#### Problem requirements
Turn every line of the material below into a JSON list of strings, one string per line. Skip blank lines and leave the pictures out.

#### Record set
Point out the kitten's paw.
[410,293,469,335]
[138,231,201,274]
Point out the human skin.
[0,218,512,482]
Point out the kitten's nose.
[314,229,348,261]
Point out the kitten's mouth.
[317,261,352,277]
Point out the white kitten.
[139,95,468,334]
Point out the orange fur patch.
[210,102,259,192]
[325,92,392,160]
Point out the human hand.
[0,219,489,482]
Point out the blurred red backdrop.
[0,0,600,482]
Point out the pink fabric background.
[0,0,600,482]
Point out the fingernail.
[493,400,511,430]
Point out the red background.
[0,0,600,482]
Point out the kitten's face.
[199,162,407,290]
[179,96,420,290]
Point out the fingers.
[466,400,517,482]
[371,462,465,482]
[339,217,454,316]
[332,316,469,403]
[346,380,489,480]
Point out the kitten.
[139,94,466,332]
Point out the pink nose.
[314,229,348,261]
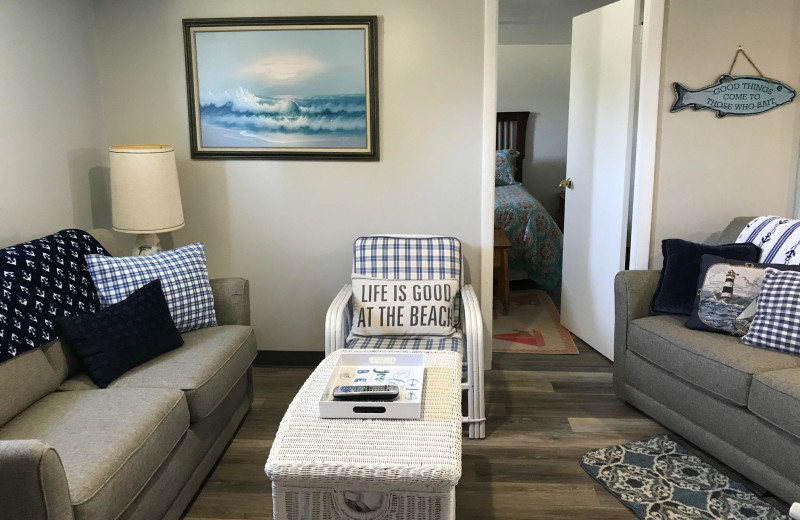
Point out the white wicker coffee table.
[264,350,462,520]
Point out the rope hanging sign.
[669,45,795,117]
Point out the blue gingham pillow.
[86,242,217,332]
[742,268,800,355]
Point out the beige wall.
[497,45,571,216]
[651,0,800,267]
[0,0,105,247]
[90,0,484,350]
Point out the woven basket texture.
[264,351,462,492]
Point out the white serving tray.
[319,350,425,419]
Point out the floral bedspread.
[494,184,564,289]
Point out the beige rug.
[492,289,578,354]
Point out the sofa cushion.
[0,388,189,520]
[60,325,256,421]
[628,316,800,406]
[747,368,800,437]
[0,349,60,425]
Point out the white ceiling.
[499,0,615,45]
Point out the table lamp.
[109,144,183,255]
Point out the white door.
[561,0,640,360]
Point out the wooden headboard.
[495,112,530,182]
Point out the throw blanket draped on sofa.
[0,229,108,363]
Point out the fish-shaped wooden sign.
[669,74,795,117]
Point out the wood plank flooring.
[185,328,785,520]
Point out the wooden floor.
[185,302,788,520]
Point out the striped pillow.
[736,217,800,265]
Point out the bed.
[494,112,563,290]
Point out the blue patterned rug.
[580,435,787,520]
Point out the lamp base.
[131,233,161,256]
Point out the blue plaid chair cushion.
[345,333,467,382]
[353,236,462,327]
[86,242,217,332]
[742,268,800,355]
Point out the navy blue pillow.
[686,255,800,336]
[650,238,761,316]
[56,280,183,388]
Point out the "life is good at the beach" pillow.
[350,276,459,336]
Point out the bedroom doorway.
[497,0,664,359]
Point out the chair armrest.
[0,440,73,520]
[614,269,661,399]
[210,278,250,325]
[461,285,483,377]
[325,284,353,356]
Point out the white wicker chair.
[325,235,486,439]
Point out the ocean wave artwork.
[183,16,379,160]
[200,87,367,148]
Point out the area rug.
[580,435,786,520]
[492,289,578,354]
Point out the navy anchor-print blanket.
[0,229,108,363]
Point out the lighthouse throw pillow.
[686,255,800,336]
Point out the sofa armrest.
[0,440,73,520]
[614,270,661,399]
[211,278,250,325]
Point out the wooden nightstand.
[494,229,511,314]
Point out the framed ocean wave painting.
[183,16,378,160]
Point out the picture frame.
[183,16,379,161]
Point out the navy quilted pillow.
[57,280,183,388]
[650,238,761,316]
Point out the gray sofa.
[0,230,256,520]
[614,217,800,503]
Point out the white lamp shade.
[109,144,183,234]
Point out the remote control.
[333,385,400,401]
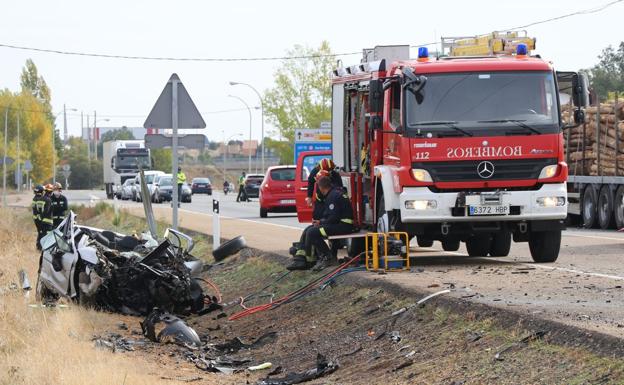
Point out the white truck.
[102,140,152,199]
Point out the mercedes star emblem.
[477,160,494,179]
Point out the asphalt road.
[66,190,307,228]
[62,191,624,338]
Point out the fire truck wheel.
[466,234,492,257]
[416,235,433,247]
[613,186,624,229]
[581,185,598,229]
[598,185,615,230]
[490,231,511,257]
[442,238,460,251]
[529,230,561,263]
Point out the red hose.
[228,256,359,321]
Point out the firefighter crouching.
[50,182,69,228]
[32,185,53,250]
[288,176,354,271]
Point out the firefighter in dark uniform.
[32,185,52,250]
[287,170,329,270]
[289,177,354,271]
[50,182,69,228]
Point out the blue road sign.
[293,142,331,164]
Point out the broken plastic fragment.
[141,308,201,347]
[258,353,338,385]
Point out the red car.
[260,166,296,218]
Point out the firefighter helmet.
[319,158,336,171]
[314,170,329,182]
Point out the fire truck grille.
[412,158,557,182]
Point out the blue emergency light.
[516,44,527,56]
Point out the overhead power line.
[0,0,624,62]
[499,0,624,31]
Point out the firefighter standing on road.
[32,184,52,250]
[177,167,186,206]
[50,182,69,228]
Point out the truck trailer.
[102,140,152,199]
[332,33,588,262]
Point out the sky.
[0,0,624,141]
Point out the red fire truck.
[324,35,587,262]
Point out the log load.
[562,101,624,176]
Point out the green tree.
[20,59,54,123]
[151,148,171,173]
[588,41,624,100]
[263,41,336,163]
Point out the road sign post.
[212,191,221,250]
[294,128,331,164]
[143,74,206,229]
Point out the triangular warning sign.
[143,74,206,129]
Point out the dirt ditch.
[97,251,624,385]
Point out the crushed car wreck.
[37,212,210,315]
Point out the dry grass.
[0,210,178,385]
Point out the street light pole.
[230,82,265,173]
[223,131,242,185]
[228,95,251,173]
[2,107,9,207]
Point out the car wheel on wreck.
[212,235,247,262]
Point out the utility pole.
[230,82,265,174]
[2,107,9,207]
[93,111,97,160]
[171,76,182,230]
[16,113,22,192]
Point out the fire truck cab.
[332,34,587,262]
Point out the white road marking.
[178,209,303,231]
[419,247,624,281]
[562,231,624,242]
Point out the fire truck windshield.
[404,71,559,136]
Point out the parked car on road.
[154,174,192,203]
[260,166,296,218]
[191,178,212,195]
[119,178,136,201]
[245,174,264,198]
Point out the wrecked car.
[37,212,209,315]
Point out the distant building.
[82,126,152,141]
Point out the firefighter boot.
[312,255,338,271]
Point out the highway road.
[65,190,306,228]
[62,191,624,337]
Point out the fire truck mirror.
[574,108,585,124]
[572,73,589,108]
[368,80,384,113]
[370,116,383,130]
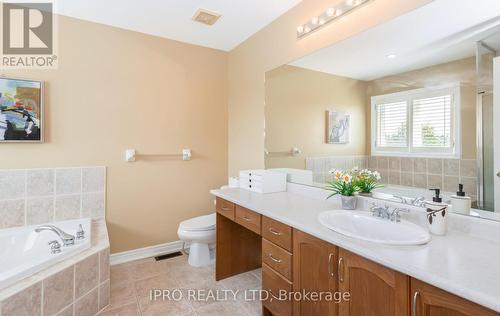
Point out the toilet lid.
[179,213,215,231]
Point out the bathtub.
[0,218,91,290]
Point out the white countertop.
[210,188,500,312]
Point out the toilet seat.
[179,213,216,232]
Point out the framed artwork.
[0,77,43,143]
[326,111,351,144]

#### Written solution
[
  "Point out the kitten's paw.",
  "[410,293,469,335]",
  "[138,231,201,274]",
  "Point out the human skin.",
  "[0,218,512,482]",
  "Point out the kitten's nose.",
  "[314,229,348,261]",
  "Point out the kitten's mouth.",
  "[317,261,352,277]",
  "Point out the white kitten.",
  "[139,95,468,334]",
  "Point out the orange fur patch.",
  "[210,102,259,192]",
  "[325,92,392,160]",
  "Point out the human hand.",
  "[0,219,489,482]",
  "Point out the blurred red backdrop.",
  "[0,0,600,482]",
  "Point out the pink fabric background.",
  "[0,0,600,482]",
  "Point out the fingernail.",
  "[493,400,511,430]",
  "Point out the red background.",
  "[0,0,600,482]",
  "Point out the kitten's face.",
  "[199,162,407,290]",
  "[179,96,420,290]",
  "Point out the fingers.",
  "[466,400,517,482]",
  "[371,462,465,482]",
  "[339,217,454,316]",
  "[332,316,469,403]",
  "[346,380,489,480]",
  "Point out the kitten.",
  "[139,94,466,332]",
  "Point out the pink nose.",
  "[314,229,348,261]",
  "Point out the white wicker coffee table.",
  "[264,350,462,520]",
  "Point out the rope hanging sign.",
  "[669,45,795,117]",
  "Point out the blue gingham pillow.",
  "[86,242,217,332]",
  "[742,268,800,355]",
  "Point out the beige wall.",
  "[497,45,571,216]",
  "[651,0,800,267]",
  "[0,0,105,247]",
  "[90,0,484,350]",
  "Point out the woven basket texture.",
  "[264,351,462,492]",
  "Point out the white serving tray.",
  "[319,350,425,419]",
  "Point out the floral bedspread.",
  "[494,184,564,289]",
  "Point out the beige rug.",
  "[492,289,578,354]",
  "Point out the sofa cushion.",
  "[0,388,189,520]",
  "[60,325,256,421]",
  "[628,316,800,406]",
  "[747,368,800,437]",
  "[0,349,60,425]",
  "Point out the white ceiling.",
  "[499,0,615,45]",
  "Point out the table lamp.",
  "[109,144,183,255]",
  "Point out the white door.",
  "[561,0,640,360]",
  "Point out the wooden headboard.",
  "[495,112,530,182]",
  "Point out the throw blanket draped on sofa.",
  "[0,229,108,363]",
  "Point out the fish-shaped wooden sign.",
  "[669,74,795,117]",
  "Point out the wood plank flooring.",
  "[185,328,785,520]",
  "Point out the wooden floor.",
  "[185,302,788,520]",
  "Point out the striped pillow.",
  "[736,217,800,265]",
  "Point out the bed.",
  "[494,112,563,290]",
  "Point out the blue patterned rug.",
  "[580,435,787,520]",
  "Point out the lamp base.",
  "[131,233,161,256]",
  "Point out the blue plaid chair cushion.",
  "[345,333,467,382]",
  "[353,236,462,327]",
  "[86,242,217,332]",
  "[742,268,800,355]",
  "Point out the navy blue pillow.",
  "[686,255,800,336]",
  "[650,238,761,316]",
  "[56,280,183,388]",
  "Point out the \"life is good at the beach\" pillow.",
  "[350,276,459,336]",
  "Point out the bedroom doorway.",
  "[497,0,664,359]",
  "Point out the chair armrest.",
  "[0,440,73,520]",
  "[614,269,661,399]",
  "[210,278,250,325]",
  "[461,285,483,377]",
  "[325,284,353,356]",
  "Point out the white wicker chair.",
  "[325,235,486,439]",
  "Point out the ocean wave artwork.",
  "[183,16,379,160]",
  "[200,87,367,148]",
  "Point out the area rug.",
  "[580,435,786,520]",
  "[492,289,578,354]",
  "Point out the navy anchor-print blanket.",
  "[0,229,108,363]",
  "Point out the lighthouse throw pillow.",
  "[686,255,800,336]",
  "Point out the sofa armrest.",
  "[0,440,73,520]",
  "[614,270,661,399]",
  "[211,278,250,325]",
  "Point out the wooden nightstand.",
  "[494,229,511,314]",
  "Point out the framed ocean wave painting.",
  "[183,16,378,160]",
  "Point out the picture frame.",
  "[183,16,379,161]",
  "Point out the navy quilted pillow.",
  "[57,280,183,388]",
  "[650,238,761,316]",
  "Point out the gray sofa.",
  "[0,230,256,520]",
  "[614,217,800,503]",
  "Point out the white lamp shade.",
  "[109,144,183,234]",
  "Point out the remote control.",
  "[333,385,400,401]",
  "Point out the white truck.",
  "[102,140,152,199]",
  "Point out the mercedes star emblem.",
  "[477,160,494,179]",
  "Point out the asphalt road.",
  "[66,190,307,228]",
  "[62,191,624,338]",
  "Point out the fire truck wheel.",
  "[466,234,492,257]",
  "[416,235,433,247]",
  "[613,186,624,229]",
  "[581,185,598,229]",
  "[598,185,615,230]",
  "[490,231,511,257]",
  "[442,238,460,251]",
  "[529,230,561,263]",
  "Point out the red hose.",
  "[228,256,359,321]",
  "Point out the firefighter crouching.",
  "[50,182,69,228]",
  "[32,185,53,250]",
  "[288,176,354,271]",
  "Point out the firefighter in dark uniform.",
  "[32,185,52,250]",
  "[287,170,329,270]",
  "[289,177,354,271]",
  "[50,182,69,228]",
  "Point out the blue road sign.",
  "[293,142,331,164]",
  "Point out the broken plastic fragment.",
  "[141,308,201,347]",
  "[258,353,338,385]",
  "Point out the red car.",
  "[260,166,296,218]",
  "Point out the firefighter helmet.",
  "[319,158,336,171]",
  "[314,170,329,182]",
  "Point out the fire truck grille.",
  "[412,158,557,182]",
  "Point out the blue emergency light.",
  "[516,44,527,56]",
  "Point out the overhead power line.",
  "[0,0,624,62]",
  "[499,0,624,31]",
  "Point out the firefighter standing on road.",
  "[32,184,52,250]",
  "[177,167,186,206]",
  "[50,182,69,228]",
  "Point out the truck trailer.",
  "[102,140,152,199]",
  "[332,33,588,262]",
  "Point out the sky.",
  "[0,0,624,141]",
  "Point out the red fire truck.",
  "[324,35,587,262]",
  "Point out the log load.",
  "[562,101,624,176]",
  "Point out the green tree.",
  "[20,59,54,123]",
  "[151,148,171,173]",
  "[588,41,624,100]",
  "[263,41,336,163]",
  "Point out the road sign post.",
  "[212,191,221,250]",
  "[294,128,331,164]",
  "[143,74,206,229]",
  "Point out the triangular warning sign.",
  "[143,74,206,129]",
  "Point out the dirt ditch.",
  "[97,251,624,385]",
  "Point out the crushed car wreck.",
  "[37,212,210,315]",
  "Point out the dry grass.",
  "[0,210,178,385]",
  "Point out the street light pole.",
  "[230,82,265,173]",
  "[223,131,242,185]",
  "[228,95,251,173]",
  "[2,107,9,207]",
  "Point out the car wheel on wreck.",
  "[212,235,247,262]",
  "Point out the utility pole.",
  "[230,82,265,174]",
  "[2,107,9,207]",
  "[93,111,97,160]",
  "[171,76,182,230]",
  "[16,113,22,192]",
  "Point out the fire truck cab.",
  "[332,34,587,262]",
  "Point out the white road marking.",
  "[178,209,303,231]",
  "[419,247,624,281]",
  "[562,231,624,242]",
  "Point out the fire truck windshield.",
  "[404,71,559,136]",
  "Point out the parked car on road.",
  "[154,174,192,203]",
  "[260,166,296,218]",
  "[191,178,212,195]",
  "[119,178,136,201]",
  "[245,174,264,198]",
  "Point out the wrecked car.",
  "[37,212,209,315]",
  "Point out the distant building.",
  "[82,126,152,141]",
  "Point out the firefighter boot.",
  "[312,255,338,271]",
  "Point out the highway road.",
  "[65,190,306,228]",
  "[62,191,624,337]",
  "Point out the fire truck mirror.",
  "[574,108,585,124]",
  "[572,73,589,108]",
  "[368,80,384,113]",
  "[370,116,383,130]",
  "Point out the toilet lid.",
  "[179,213,215,231]",
  "Point out the bathtub.",
  "[0,218,91,290]",
  "Point out the white countertop.",
  "[210,188,500,312]",
  "Point out the toilet seat.",
  "[179,213,216,232]",
  "Point out the framed artwork.",
  "[0,77,43,143]",
  "[326,111,351,144]"
]